(Dataset entries)
****************************************
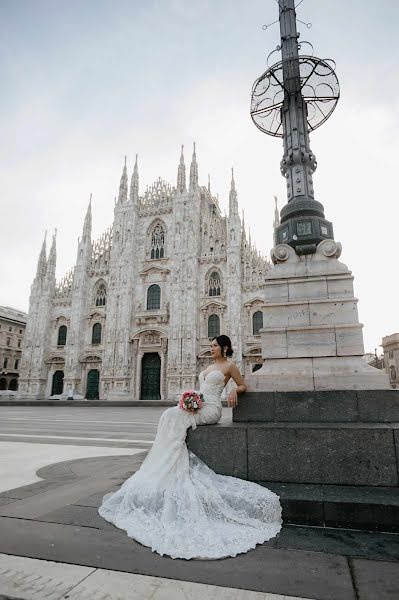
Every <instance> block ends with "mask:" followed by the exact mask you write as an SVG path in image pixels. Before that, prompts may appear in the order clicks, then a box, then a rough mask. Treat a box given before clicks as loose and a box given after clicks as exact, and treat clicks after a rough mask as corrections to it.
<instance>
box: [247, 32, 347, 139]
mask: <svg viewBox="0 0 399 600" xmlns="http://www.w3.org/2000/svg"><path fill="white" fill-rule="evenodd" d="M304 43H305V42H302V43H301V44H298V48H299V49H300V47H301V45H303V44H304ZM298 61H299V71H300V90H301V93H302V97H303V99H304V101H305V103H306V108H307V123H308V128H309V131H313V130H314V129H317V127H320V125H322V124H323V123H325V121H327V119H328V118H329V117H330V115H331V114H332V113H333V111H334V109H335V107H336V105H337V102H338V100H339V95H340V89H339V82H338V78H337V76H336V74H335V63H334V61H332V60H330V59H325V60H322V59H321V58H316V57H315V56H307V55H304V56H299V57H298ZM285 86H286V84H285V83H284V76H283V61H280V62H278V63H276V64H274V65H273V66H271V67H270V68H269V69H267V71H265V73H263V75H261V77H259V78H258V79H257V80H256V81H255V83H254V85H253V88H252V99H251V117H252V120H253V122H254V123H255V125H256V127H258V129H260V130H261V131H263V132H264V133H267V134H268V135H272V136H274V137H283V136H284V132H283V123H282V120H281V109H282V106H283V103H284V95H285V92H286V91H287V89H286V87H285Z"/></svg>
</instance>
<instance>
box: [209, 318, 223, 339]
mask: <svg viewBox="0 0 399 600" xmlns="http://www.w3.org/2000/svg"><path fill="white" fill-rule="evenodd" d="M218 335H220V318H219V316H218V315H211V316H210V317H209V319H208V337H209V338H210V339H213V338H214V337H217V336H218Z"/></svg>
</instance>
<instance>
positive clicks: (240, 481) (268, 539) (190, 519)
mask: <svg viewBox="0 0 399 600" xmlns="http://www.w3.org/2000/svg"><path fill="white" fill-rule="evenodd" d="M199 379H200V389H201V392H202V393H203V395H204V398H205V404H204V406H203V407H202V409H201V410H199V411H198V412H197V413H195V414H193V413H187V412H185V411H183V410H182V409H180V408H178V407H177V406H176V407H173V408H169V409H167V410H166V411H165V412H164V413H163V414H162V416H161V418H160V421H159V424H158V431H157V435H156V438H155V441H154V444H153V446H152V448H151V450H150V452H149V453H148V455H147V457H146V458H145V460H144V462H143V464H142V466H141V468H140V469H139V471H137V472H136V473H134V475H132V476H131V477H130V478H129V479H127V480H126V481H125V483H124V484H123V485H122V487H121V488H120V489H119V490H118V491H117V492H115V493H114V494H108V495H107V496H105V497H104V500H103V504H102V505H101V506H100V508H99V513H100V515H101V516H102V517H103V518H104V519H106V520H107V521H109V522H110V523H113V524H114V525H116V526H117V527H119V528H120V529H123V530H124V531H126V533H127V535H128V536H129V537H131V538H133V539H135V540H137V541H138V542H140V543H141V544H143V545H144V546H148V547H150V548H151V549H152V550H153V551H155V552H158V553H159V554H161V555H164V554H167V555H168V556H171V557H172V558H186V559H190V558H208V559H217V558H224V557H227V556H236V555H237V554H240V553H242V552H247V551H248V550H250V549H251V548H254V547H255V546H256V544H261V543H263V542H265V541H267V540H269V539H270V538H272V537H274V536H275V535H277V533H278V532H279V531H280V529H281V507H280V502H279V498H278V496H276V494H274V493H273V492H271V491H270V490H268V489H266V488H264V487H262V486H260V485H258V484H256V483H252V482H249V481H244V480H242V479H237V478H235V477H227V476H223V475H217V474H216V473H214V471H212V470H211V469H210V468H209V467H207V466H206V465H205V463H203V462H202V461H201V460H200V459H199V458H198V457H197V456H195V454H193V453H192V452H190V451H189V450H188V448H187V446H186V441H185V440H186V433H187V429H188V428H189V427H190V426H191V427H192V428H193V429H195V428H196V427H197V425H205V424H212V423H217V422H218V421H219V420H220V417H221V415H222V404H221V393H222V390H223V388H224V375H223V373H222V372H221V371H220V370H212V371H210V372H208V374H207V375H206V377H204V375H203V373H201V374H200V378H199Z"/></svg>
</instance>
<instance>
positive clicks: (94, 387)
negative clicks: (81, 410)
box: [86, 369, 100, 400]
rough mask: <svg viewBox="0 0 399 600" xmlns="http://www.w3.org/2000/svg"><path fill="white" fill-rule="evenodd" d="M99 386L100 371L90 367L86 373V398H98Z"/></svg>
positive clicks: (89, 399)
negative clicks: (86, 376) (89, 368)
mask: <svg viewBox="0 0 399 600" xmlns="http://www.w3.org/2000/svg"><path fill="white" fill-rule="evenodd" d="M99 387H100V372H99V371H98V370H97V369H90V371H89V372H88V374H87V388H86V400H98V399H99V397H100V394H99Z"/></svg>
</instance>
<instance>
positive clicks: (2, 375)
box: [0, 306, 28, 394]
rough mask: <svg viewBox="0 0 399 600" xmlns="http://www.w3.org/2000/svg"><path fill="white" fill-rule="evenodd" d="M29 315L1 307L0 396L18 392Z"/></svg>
****************************************
With the pictures excluded, the records are to be reproduced exactly.

Every <instance> block ends with "mask:" followed by the exact mask you write as an SVG path in image pixels. Before that, prompts may appear in the order clicks, then a box, then a rough mask. Treat a box given before clicks as loose and a box given after clicks as exact, and treat clicks after a rough mask as corrections to it.
<instance>
box: [247, 32, 347, 139]
mask: <svg viewBox="0 0 399 600" xmlns="http://www.w3.org/2000/svg"><path fill="white" fill-rule="evenodd" d="M304 43H305V42H302V43H301V44H298V48H299V49H300V47H301V45H303V44H304ZM298 61H299V71H300V90H301V93H302V97H303V99H304V101H305V103H306V108H307V123H308V128H309V131H313V130H314V129H317V127H320V125H322V124H323V123H325V121H327V119H328V118H329V117H330V115H331V114H332V113H333V111H334V109H335V107H336V105H337V102H338V100H339V95H340V89H339V82H338V78H337V76H336V74H335V63H334V61H332V60H330V59H325V60H322V59H321V58H316V57H315V56H307V55H304V56H299V57H298ZM285 86H286V84H285V83H284V76H283V61H280V62H278V63H276V64H274V65H273V66H271V67H270V68H269V69H267V71H265V73H263V75H261V77H259V78H258V79H257V80H256V81H255V83H254V85H253V88H252V99H251V117H252V120H253V122H254V123H255V125H256V127H258V129H260V130H261V131H263V132H264V133H267V134H268V135H272V136H274V137H283V136H284V132H283V123H282V120H281V109H282V106H283V103H284V95H285V92H286V91H287V89H286V87H285Z"/></svg>
</instance>
<instance>
box: [209, 318, 223, 339]
mask: <svg viewBox="0 0 399 600" xmlns="http://www.w3.org/2000/svg"><path fill="white" fill-rule="evenodd" d="M218 335H220V318H219V316H218V315H211V316H210V317H209V319H208V337H209V338H210V339H213V338H214V337H217V336H218Z"/></svg>
</instance>
<instance>
positive clicks: (240, 481) (268, 539) (190, 519)
mask: <svg viewBox="0 0 399 600" xmlns="http://www.w3.org/2000/svg"><path fill="white" fill-rule="evenodd" d="M199 379H200V389H201V392H202V393H203V395H204V398H205V404H204V406H203V407H202V409H201V410H199V411H198V412H197V413H195V414H193V413H187V412H185V411H183V410H182V409H180V408H178V407H177V406H176V407H173V408H169V409H167V410H166V411H165V412H164V413H163V414H162V416H161V418H160V421H159V424H158V431H157V435H156V438H155V441H154V444H153V446H152V448H151V450H150V452H149V453H148V455H147V457H146V458H145V460H144V462H143V464H142V466H141V468H140V469H139V471H137V472H136V473H134V475H132V476H131V477H130V478H129V479H127V480H126V481H125V483H124V484H123V485H122V487H121V488H120V489H119V490H118V491H117V492H115V493H114V494H108V495H107V496H105V497H104V500H103V504H102V505H101V506H100V508H99V513H100V515H101V516H102V517H103V518H104V519H106V520H107V521H109V522H110V523H113V524H114V525H116V526H117V527H119V528H120V529H123V530H124V531H126V533H127V535H128V536H129V537H131V538H133V539H135V540H137V541H138V542H140V543H141V544H143V545H144V546H148V547H150V548H151V549H152V550H153V551H155V552H158V553H159V554H161V555H164V554H167V555H168V556H171V557H172V558H186V559H190V558H208V559H217V558H224V557H227V556H236V555H237V554H240V553H242V552H247V551H248V550H250V549H251V548H254V547H255V546H256V544H261V543H263V542H265V541H267V540H269V539H270V538H272V537H274V536H275V535H277V533H278V532H279V531H280V529H281V507H280V502H279V498H278V496H276V494H274V493H273V492H271V491H270V490H268V489H266V488H264V487H262V486H260V485H258V484H256V483H252V482H249V481H244V480H242V479H237V478H235V477H227V476H223V475H217V474H216V473H214V471H212V470H211V469H210V468H209V467H207V466H206V465H205V463H203V462H202V461H201V460H200V459H199V458H198V457H197V456H195V454H193V453H192V452H190V451H189V450H188V448H187V446H186V441H185V440H186V433H187V429H188V428H189V427H190V426H191V427H192V428H193V429H195V428H196V427H197V425H205V424H212V423H217V422H218V421H219V420H220V417H221V415H222V404H221V393H222V390H223V388H224V375H223V373H222V372H221V371H220V370H212V371H210V372H208V374H207V375H206V377H204V375H203V373H201V374H200V378H199Z"/></svg>
</instance>
<instance>
positive clicks: (94, 387)
negative clicks: (81, 410)
box: [86, 369, 100, 400]
rough mask: <svg viewBox="0 0 399 600" xmlns="http://www.w3.org/2000/svg"><path fill="white" fill-rule="evenodd" d="M99 386L100 371L90 367L86 373V398H98Z"/></svg>
positive clicks: (89, 399)
negative clicks: (86, 376) (89, 368)
mask: <svg viewBox="0 0 399 600" xmlns="http://www.w3.org/2000/svg"><path fill="white" fill-rule="evenodd" d="M99 387H100V372H99V371H98V370H97V369H90V371H89V372H88V374H87V388H86V400H98V399H99V397H100V394H99Z"/></svg>
</instance>
<instance>
positive clicks: (2, 375)
box: [0, 306, 28, 394]
rough mask: <svg viewBox="0 0 399 600" xmlns="http://www.w3.org/2000/svg"><path fill="white" fill-rule="evenodd" d="M29 315L1 307L0 396L18 392Z"/></svg>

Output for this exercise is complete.